§ EXERCISE GOAL:
Pictures must be left out. Print the lines from the beginning of the material through the line holding "box: [184, 143, 230, 200]", exactly and nothing else.

§ EXERCISE MATERIALS:
:::::

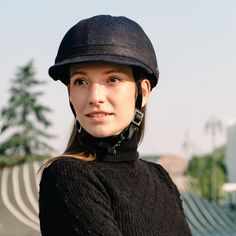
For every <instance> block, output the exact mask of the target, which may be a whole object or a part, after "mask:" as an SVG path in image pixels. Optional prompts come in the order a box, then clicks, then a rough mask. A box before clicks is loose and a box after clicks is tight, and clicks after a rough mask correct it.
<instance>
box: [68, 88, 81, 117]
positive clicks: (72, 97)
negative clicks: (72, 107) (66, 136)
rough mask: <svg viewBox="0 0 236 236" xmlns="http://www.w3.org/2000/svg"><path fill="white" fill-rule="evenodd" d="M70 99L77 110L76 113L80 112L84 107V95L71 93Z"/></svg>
mask: <svg viewBox="0 0 236 236" xmlns="http://www.w3.org/2000/svg"><path fill="white" fill-rule="evenodd" d="M70 101H71V103H72V105H73V107H74V109H75V111H76V113H77V114H78V112H79V111H80V110H81V109H82V107H83V103H84V99H83V96H82V97H81V96H79V95H78V93H77V94H76V93H71V94H70Z"/></svg>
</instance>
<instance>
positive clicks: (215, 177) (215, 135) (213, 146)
mask: <svg viewBox="0 0 236 236" xmlns="http://www.w3.org/2000/svg"><path fill="white" fill-rule="evenodd" d="M205 131H206V132H209V133H210V135H211V145H212V159H211V200H213V201H214V200H215V201H216V200H217V197H218V196H217V195H218V194H217V189H216V187H217V185H216V184H217V175H216V174H217V173H216V160H215V156H214V151H215V148H216V134H217V133H220V132H221V131H222V125H221V121H220V120H217V119H216V118H215V117H213V118H211V119H210V120H209V121H207V122H206V125H205Z"/></svg>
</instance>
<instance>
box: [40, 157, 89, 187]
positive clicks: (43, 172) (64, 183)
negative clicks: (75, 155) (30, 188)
mask: <svg viewBox="0 0 236 236" xmlns="http://www.w3.org/2000/svg"><path fill="white" fill-rule="evenodd" d="M92 175H93V170H92V167H91V164H88V163H87V162H85V161H82V160H79V159H74V158H68V157H63V156H61V157H58V158H55V159H54V160H52V161H51V162H49V164H48V165H46V167H45V168H44V169H43V172H42V178H41V185H42V184H44V183H45V182H48V184H54V185H60V186H63V185H67V184H68V182H70V183H71V182H73V180H74V181H77V183H78V182H80V181H83V180H84V179H88V178H89V177H91V176H92Z"/></svg>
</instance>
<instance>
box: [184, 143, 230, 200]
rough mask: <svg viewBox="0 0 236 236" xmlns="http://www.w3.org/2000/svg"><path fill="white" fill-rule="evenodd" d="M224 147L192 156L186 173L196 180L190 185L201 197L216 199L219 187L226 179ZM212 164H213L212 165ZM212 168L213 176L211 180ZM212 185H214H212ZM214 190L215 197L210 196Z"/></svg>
mask: <svg viewBox="0 0 236 236" xmlns="http://www.w3.org/2000/svg"><path fill="white" fill-rule="evenodd" d="M224 153H225V148H224V147H220V148H217V149H215V150H214V152H213V153H211V154H205V155H202V156H196V155H195V156H193V158H192V159H191V160H190V162H189V165H188V175H190V176H191V177H193V178H194V179H195V180H196V181H195V184H194V185H193V186H192V187H193V189H194V190H195V191H196V192H198V193H199V194H200V195H201V196H202V197H205V198H207V199H209V200H216V201H217V200H218V199H219V198H220V197H221V195H222V193H221V187H222V185H223V184H224V183H225V182H226V180H227V170H226V166H225V154H224ZM213 165H214V166H213ZM212 168H215V169H214V176H213V180H214V181H212V174H213V172H212V170H213V169H212ZM213 185H214V186H213ZM213 190H214V194H215V199H213V197H212V191H213Z"/></svg>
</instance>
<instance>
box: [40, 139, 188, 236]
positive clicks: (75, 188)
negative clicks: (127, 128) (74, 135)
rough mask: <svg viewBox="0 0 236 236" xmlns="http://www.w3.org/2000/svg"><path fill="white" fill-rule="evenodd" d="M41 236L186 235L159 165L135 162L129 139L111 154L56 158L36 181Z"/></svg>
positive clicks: (181, 206) (143, 161)
mask: <svg viewBox="0 0 236 236" xmlns="http://www.w3.org/2000/svg"><path fill="white" fill-rule="evenodd" d="M39 207H40V213H39V217H40V227H41V233H42V235H43V236H58V235H59V236H60V235H65V236H76V235H94V236H95V235H96V236H99V235H103V236H122V235H124V236H189V235H191V232H190V229H189V227H188V224H187V222H186V219H185V216H184V213H183V209H182V202H181V197H180V195H179V192H178V190H177V188H176V186H175V185H174V183H173V182H172V180H171V179H170V177H169V175H168V174H167V172H166V171H165V170H164V169H163V168H162V167H161V166H160V165H158V164H154V163H150V162H147V161H144V160H141V159H139V158H138V152H137V143H136V141H134V140H128V141H126V142H124V143H123V144H122V145H121V146H119V147H118V148H117V150H116V155H109V154H106V155H104V154H102V155H100V154H99V153H97V156H96V160H95V161H93V162H84V161H82V160H78V159H73V158H68V157H61V158H59V159H58V160H56V161H54V162H53V163H52V164H51V165H49V166H48V167H47V168H45V169H44V171H43V174H42V179H41V183H40V198H39Z"/></svg>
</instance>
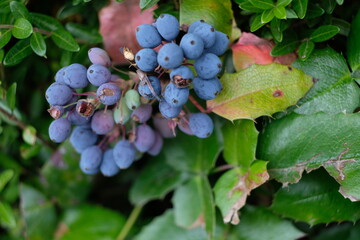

:::::

§ SOLUTION BELOW:
For every <instance> block, output the exact mask of the target, which may be a whole object or a part, after "mask:" as an SVG path in image pixels. Optional prompts come in the order a box, then clicks, then a rough mask. A box before clicks is loose and a box after clicks is tight, and clicks after a rough mask correct it.
<instance>
box: [68, 88, 81, 117]
positive clicks: (72, 97)
negative clicks: (72, 107) (66, 136)
rough mask: <svg viewBox="0 0 236 236" xmlns="http://www.w3.org/2000/svg"><path fill="white" fill-rule="evenodd" d="M70 99L77 110L76 113L80 112L84 107V95L71 93Z"/></svg>
mask: <svg viewBox="0 0 236 236" xmlns="http://www.w3.org/2000/svg"><path fill="white" fill-rule="evenodd" d="M70 101H71V103H72V105H73V107H74V109H75V111H76V113H77V114H78V112H79V111H80V110H81V109H82V107H83V103H84V99H83V96H82V97H81V96H79V95H78V93H77V94H76V93H71V94H70Z"/></svg>
</instance>
<instance>
positive clicks: (215, 177) (215, 135) (213, 146)
mask: <svg viewBox="0 0 236 236" xmlns="http://www.w3.org/2000/svg"><path fill="white" fill-rule="evenodd" d="M205 131H206V132H209V133H210V135H211V145H212V159H211V200H213V201H214V200H215V201H216V200H217V197H218V196H217V195H218V194H217V189H216V187H217V185H216V184H217V175H216V174H217V173H216V160H215V156H214V151H215V148H216V134H217V133H220V132H221V131H222V125H221V121H220V120H217V119H216V118H215V117H213V118H211V119H210V120H209V121H207V122H206V125H205Z"/></svg>
</instance>
<instance>
box: [40, 157, 89, 187]
positive clicks: (43, 172) (64, 183)
negative clicks: (75, 155) (30, 188)
mask: <svg viewBox="0 0 236 236" xmlns="http://www.w3.org/2000/svg"><path fill="white" fill-rule="evenodd" d="M92 175H93V170H92V167H91V164H88V163H87V162H85V161H82V160H79V159H74V158H68V157H63V156H61V157H58V158H55V159H54V160H52V161H51V162H49V164H48V165H46V167H45V168H44V169H43V172H42V178H41V185H42V184H44V183H45V182H48V184H54V185H60V186H63V185H67V184H68V182H70V183H71V182H73V180H74V181H77V183H78V182H80V181H83V180H84V179H88V178H89V177H91V176H92Z"/></svg>
</instance>
<instance>
box: [184, 143, 230, 200]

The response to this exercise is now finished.